● Dataset extract:
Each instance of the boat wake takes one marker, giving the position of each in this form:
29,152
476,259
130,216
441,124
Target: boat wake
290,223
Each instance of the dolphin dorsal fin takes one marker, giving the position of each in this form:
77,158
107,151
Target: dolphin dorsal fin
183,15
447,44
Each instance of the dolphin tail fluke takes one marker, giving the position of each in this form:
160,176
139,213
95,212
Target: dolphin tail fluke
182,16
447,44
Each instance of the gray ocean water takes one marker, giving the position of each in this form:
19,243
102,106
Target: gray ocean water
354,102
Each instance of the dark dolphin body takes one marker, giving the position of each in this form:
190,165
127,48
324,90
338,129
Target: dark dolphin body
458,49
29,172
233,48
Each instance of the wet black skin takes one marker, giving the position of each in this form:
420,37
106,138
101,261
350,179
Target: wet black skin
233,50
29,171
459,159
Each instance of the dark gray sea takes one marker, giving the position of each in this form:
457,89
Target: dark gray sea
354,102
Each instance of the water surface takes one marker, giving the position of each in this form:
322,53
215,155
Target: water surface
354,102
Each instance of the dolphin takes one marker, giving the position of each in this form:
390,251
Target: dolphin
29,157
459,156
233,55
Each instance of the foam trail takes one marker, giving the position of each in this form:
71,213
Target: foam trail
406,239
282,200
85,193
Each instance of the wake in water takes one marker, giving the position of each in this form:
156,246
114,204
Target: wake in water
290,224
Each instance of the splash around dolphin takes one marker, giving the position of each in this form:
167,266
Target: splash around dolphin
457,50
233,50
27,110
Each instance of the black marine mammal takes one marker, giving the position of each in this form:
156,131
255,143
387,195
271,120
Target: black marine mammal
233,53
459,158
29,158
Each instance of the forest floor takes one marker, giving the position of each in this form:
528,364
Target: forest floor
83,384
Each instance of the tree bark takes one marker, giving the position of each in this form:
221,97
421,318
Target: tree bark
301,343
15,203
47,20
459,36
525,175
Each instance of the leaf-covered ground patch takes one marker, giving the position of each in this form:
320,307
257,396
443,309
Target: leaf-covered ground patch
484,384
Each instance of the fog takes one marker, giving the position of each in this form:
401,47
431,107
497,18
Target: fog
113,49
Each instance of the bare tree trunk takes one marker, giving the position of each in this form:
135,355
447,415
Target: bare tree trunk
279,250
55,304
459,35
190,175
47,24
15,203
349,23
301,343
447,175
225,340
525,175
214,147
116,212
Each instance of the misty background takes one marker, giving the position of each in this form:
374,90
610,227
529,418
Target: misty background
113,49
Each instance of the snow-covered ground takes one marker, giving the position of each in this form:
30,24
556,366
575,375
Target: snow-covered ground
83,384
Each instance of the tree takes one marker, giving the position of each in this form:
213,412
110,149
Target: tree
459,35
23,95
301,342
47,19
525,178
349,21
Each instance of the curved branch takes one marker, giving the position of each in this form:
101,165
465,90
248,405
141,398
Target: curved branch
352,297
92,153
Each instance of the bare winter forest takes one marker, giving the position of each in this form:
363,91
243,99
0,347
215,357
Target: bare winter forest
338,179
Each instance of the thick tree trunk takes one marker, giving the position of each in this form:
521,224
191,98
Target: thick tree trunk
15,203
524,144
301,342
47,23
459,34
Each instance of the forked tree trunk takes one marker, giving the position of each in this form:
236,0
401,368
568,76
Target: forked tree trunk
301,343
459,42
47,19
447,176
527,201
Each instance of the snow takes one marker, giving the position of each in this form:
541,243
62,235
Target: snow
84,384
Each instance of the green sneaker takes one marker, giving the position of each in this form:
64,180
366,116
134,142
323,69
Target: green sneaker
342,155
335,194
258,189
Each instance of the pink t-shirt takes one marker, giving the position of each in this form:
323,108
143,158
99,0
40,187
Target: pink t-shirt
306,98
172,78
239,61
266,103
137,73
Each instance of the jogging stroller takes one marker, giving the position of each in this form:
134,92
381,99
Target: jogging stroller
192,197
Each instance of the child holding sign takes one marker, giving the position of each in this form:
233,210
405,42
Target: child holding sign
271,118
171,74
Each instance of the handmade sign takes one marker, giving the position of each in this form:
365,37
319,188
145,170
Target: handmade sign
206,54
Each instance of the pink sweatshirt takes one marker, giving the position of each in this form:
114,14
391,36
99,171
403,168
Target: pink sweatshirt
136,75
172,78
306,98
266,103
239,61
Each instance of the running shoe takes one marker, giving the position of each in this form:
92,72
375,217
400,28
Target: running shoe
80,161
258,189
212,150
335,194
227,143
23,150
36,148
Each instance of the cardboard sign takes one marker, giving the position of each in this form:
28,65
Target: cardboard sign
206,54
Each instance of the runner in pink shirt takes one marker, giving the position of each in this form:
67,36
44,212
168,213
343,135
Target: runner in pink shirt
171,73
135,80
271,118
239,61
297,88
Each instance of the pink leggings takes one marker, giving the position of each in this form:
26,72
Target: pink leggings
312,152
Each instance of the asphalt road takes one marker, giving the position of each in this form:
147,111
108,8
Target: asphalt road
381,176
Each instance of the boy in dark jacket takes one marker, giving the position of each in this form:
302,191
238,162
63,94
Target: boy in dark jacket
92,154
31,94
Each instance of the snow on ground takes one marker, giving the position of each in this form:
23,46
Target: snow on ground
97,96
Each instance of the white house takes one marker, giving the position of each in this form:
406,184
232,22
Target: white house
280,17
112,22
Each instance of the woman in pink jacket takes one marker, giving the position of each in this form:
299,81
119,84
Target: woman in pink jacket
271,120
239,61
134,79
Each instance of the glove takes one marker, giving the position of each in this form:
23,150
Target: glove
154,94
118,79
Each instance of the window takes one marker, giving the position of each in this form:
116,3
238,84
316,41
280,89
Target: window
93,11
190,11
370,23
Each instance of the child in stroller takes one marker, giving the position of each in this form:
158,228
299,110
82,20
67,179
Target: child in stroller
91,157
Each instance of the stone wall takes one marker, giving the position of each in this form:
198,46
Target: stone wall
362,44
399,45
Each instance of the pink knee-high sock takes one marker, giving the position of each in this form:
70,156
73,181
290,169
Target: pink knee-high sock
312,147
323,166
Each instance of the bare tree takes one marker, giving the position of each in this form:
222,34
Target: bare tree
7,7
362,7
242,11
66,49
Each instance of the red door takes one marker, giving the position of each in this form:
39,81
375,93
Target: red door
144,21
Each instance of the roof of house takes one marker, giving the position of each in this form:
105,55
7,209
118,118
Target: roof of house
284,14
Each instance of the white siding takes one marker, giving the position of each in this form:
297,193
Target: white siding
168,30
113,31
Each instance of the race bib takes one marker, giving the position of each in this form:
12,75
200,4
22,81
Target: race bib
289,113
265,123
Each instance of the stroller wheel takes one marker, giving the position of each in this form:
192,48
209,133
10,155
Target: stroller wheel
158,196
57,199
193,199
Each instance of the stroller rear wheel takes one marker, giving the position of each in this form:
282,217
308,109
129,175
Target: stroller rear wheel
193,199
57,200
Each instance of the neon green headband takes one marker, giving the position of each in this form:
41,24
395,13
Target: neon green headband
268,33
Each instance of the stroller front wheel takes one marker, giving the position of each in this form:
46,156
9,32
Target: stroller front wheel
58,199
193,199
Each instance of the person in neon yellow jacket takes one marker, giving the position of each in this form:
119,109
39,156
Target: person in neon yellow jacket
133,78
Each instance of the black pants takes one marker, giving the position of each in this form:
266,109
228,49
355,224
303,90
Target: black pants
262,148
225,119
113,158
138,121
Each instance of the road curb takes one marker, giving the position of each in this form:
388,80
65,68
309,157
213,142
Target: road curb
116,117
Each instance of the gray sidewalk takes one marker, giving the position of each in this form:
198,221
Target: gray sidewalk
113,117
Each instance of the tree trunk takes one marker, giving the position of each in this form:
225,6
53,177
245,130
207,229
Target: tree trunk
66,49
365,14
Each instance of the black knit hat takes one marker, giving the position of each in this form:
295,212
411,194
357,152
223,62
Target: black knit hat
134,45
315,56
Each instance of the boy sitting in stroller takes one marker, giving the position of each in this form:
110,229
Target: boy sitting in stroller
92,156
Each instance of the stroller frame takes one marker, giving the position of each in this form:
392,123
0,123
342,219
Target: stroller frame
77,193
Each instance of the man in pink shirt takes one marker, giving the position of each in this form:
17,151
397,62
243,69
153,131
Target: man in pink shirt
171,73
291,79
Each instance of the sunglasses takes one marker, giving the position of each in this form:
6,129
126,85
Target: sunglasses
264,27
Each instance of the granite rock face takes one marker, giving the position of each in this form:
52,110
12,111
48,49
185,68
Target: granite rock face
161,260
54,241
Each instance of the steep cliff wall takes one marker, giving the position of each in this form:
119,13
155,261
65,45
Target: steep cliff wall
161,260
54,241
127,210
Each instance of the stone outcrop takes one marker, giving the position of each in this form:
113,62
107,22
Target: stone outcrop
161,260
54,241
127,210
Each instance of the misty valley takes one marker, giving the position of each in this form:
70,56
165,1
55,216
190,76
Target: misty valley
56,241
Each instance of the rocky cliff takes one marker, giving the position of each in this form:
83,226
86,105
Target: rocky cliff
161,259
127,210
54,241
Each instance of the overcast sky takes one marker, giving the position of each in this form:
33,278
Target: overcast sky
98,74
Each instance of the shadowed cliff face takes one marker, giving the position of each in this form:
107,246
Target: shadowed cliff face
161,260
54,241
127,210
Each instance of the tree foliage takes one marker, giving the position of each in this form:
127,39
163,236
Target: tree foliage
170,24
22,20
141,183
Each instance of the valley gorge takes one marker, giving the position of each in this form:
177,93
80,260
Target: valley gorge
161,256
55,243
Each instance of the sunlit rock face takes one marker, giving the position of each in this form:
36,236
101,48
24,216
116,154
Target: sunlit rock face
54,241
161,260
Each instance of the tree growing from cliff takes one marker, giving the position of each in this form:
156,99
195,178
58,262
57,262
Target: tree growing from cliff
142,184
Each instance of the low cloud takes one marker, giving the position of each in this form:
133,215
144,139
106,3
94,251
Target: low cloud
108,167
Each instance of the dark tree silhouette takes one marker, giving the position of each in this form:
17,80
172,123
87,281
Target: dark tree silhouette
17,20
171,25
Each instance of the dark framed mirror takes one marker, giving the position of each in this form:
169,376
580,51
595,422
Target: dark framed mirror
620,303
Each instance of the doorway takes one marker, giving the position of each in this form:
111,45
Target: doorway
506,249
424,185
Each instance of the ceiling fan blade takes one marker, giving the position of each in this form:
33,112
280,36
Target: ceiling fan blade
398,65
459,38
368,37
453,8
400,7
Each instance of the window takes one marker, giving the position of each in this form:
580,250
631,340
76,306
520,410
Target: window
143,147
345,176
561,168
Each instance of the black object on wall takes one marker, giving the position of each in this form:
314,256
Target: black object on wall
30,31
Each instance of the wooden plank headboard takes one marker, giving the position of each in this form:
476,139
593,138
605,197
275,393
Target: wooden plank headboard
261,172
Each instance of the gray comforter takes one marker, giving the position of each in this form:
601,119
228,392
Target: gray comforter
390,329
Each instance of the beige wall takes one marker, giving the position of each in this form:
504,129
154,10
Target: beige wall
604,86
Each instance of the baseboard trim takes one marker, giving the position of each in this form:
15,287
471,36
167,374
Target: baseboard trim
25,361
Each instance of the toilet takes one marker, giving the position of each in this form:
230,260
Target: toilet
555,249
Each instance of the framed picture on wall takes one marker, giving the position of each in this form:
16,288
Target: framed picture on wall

● Problem details: The lines to reproduce run from the line containing "Each instance of the beige" to the end of the listing; write them out exactly and add nothing.

● Answer for this exercise:
Each instance of the beige wall takes one marker, giving the position of each in this form:
504,129
154,10
Target: beige wall
604,86
Each instance of the baseboard trim takes one marker, giving the position of each in this form:
15,287
471,36
167,374
Target: baseboard trim
25,361
Each instance of the toilet takes one marker, giving the position of each in this form:
230,260
Target: toilet
555,249
Each instance of the framed picture on wall takes one marker, giving the position of each in this form:
16,288
Target: framed picture on wall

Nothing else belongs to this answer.